* [TEXT TO READ]:
##########

Equally if not more important, however, is the fact that the cost of manipulating such records has also become extremely low. Many tens of millions of people possess software, such as “word processing” programs, which permit the seamless manipulation of informational records. It is simple to alter a record while keeping an appearance of authenticity. Given such trends, it is time to ask how we test for or even recognize the existence of an authentic informational record that exists in digital format.
Our Analog Rules of Evidence
As background, it is important to remember that the Federal Rules of Evidence were enacted in 1975. At that time, informational records were made with analog technology, and were likely to be “faithful” as a result. For example, traditional photography left a record imprint on a delicate emulsion of film. Sound recordings were stored as imprints on magnetic tape. Papers were written or signed by hand, and mechanical devices like typewriters were used for other communications. Even duplication technologies -- such as carbon paper and copier machines-- utilized analog technology. Traditionally, the storage of informational records did not facilitate seamless editing; much less allow editing by tools specifically designed for such a purpose.
Because of the relative immutability of the storage media, analog informational records have long been perceived as relatively dependable. Analog technology makes alteration expensive, a process requiring both skill and intent. If alteration happens, it is usually detectable.
As a result of these facts juries became accustomed to assuming that informational records, such as a photograph, are the “real thing.” If a witness departs from the information represented in a photograph, she was assumed to be unreliable, or worse, intentionally deceptive. The analog photographic record, although not guaranteed to be accurate, was enormously convincing.

##########

* [DATASET EXCERPTS]:
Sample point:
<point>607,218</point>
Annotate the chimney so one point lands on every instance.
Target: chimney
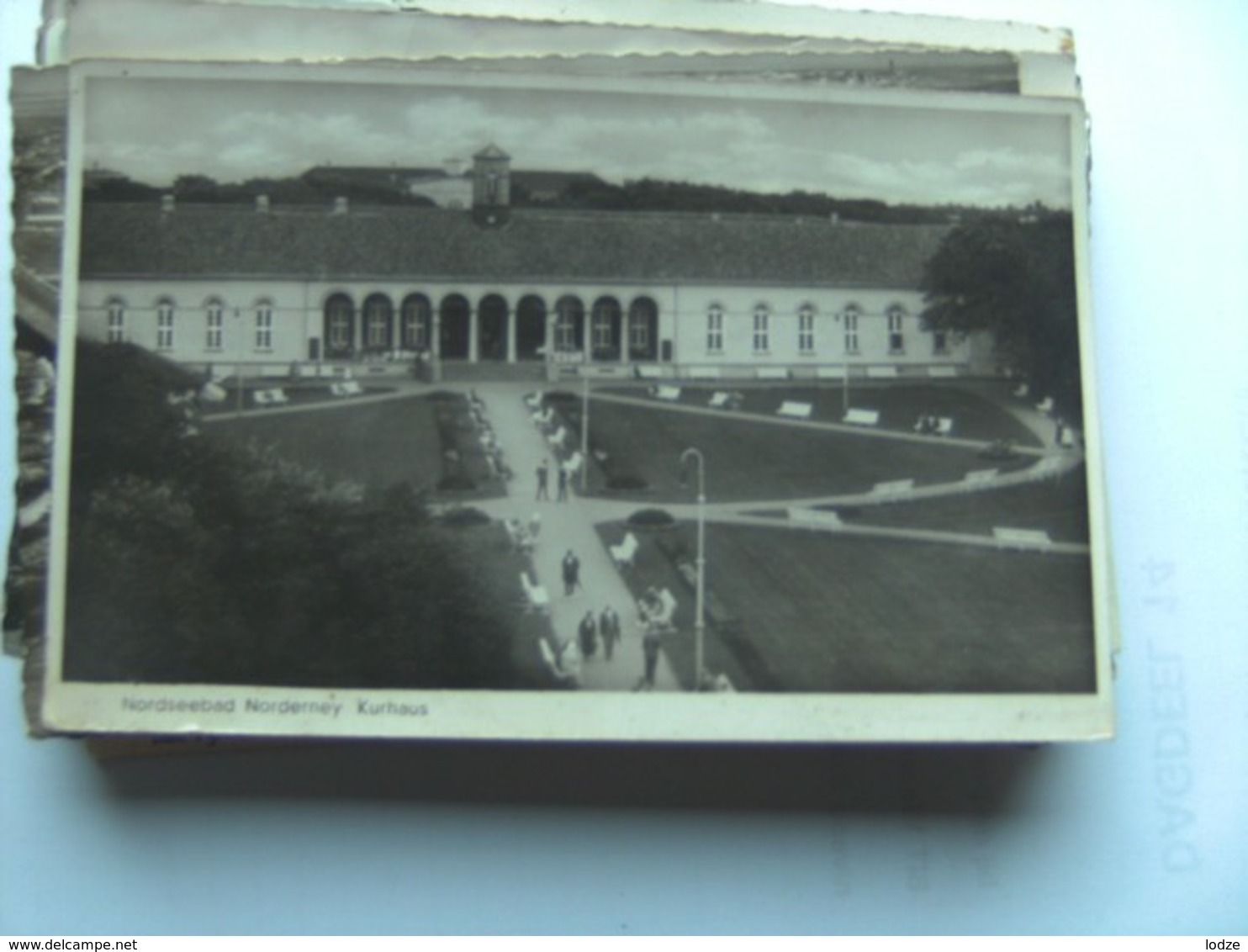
<point>490,188</point>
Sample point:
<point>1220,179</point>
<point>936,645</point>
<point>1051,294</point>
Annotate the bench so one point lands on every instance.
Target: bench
<point>1021,538</point>
<point>793,408</point>
<point>534,595</point>
<point>892,487</point>
<point>977,477</point>
<point>346,389</point>
<point>659,616</point>
<point>626,552</point>
<point>933,426</point>
<point>814,518</point>
<point>861,418</point>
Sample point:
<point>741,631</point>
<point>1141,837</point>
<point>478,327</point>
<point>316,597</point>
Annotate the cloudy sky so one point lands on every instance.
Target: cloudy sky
<point>155,130</point>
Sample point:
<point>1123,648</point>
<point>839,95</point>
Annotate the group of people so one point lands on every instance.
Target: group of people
<point>544,482</point>
<point>605,628</point>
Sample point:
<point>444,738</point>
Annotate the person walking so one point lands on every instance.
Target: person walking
<point>543,480</point>
<point>570,573</point>
<point>609,628</point>
<point>588,632</point>
<point>650,650</point>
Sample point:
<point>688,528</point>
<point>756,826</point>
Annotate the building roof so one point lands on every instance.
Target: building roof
<point>492,151</point>
<point>413,244</point>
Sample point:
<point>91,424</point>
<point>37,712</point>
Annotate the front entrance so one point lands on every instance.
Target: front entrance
<point>492,325</point>
<point>531,317</point>
<point>453,338</point>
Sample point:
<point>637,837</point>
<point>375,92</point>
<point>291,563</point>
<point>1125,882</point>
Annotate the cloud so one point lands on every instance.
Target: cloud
<point>765,146</point>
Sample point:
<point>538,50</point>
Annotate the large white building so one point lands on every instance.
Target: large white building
<point>677,294</point>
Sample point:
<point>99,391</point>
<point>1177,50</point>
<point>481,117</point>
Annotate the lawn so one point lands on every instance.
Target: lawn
<point>373,444</point>
<point>748,458</point>
<point>899,405</point>
<point>1056,505</point>
<point>817,613</point>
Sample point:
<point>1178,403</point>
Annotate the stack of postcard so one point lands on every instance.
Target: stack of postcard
<point>709,373</point>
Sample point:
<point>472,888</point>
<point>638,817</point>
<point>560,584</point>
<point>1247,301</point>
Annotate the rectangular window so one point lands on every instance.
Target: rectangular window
<point>714,331</point>
<point>263,328</point>
<point>806,331</point>
<point>639,335</point>
<point>116,325</point>
<point>214,328</point>
<point>896,342</point>
<point>602,332</point>
<point>165,327</point>
<point>851,332</point>
<point>761,331</point>
<point>565,333</point>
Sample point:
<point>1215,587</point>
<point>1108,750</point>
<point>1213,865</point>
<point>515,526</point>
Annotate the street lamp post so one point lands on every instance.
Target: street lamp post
<point>237,362</point>
<point>701,611</point>
<point>584,431</point>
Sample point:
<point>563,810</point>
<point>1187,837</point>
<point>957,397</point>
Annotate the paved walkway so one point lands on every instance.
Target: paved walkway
<point>569,526</point>
<point>565,526</point>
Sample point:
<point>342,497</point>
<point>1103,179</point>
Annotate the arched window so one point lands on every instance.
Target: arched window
<point>716,330</point>
<point>851,321</point>
<point>165,325</point>
<point>214,317</point>
<point>263,325</point>
<point>568,322</point>
<point>340,325</point>
<point>643,328</point>
<point>604,328</point>
<point>415,317</point>
<point>806,328</point>
<point>378,314</point>
<point>761,328</point>
<point>116,325</point>
<point>896,330</point>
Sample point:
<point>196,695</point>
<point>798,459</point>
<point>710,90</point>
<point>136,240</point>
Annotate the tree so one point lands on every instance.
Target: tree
<point>1013,276</point>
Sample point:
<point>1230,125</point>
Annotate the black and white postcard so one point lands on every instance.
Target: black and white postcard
<point>446,402</point>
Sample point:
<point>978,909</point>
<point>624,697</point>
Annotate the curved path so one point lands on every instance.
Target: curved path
<point>570,524</point>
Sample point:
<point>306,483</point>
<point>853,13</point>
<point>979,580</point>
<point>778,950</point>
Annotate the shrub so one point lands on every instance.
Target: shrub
<point>652,519</point>
<point>464,516</point>
<point>627,482</point>
<point>456,483</point>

##########

* [EXERCISE OBJECTIVE]: Please answer from the text on rules of evidence: in what year were the Federal Rules of Evidence enacted? The entries can be left aside.

* [RESULT OF THE EXERCISE]: 1975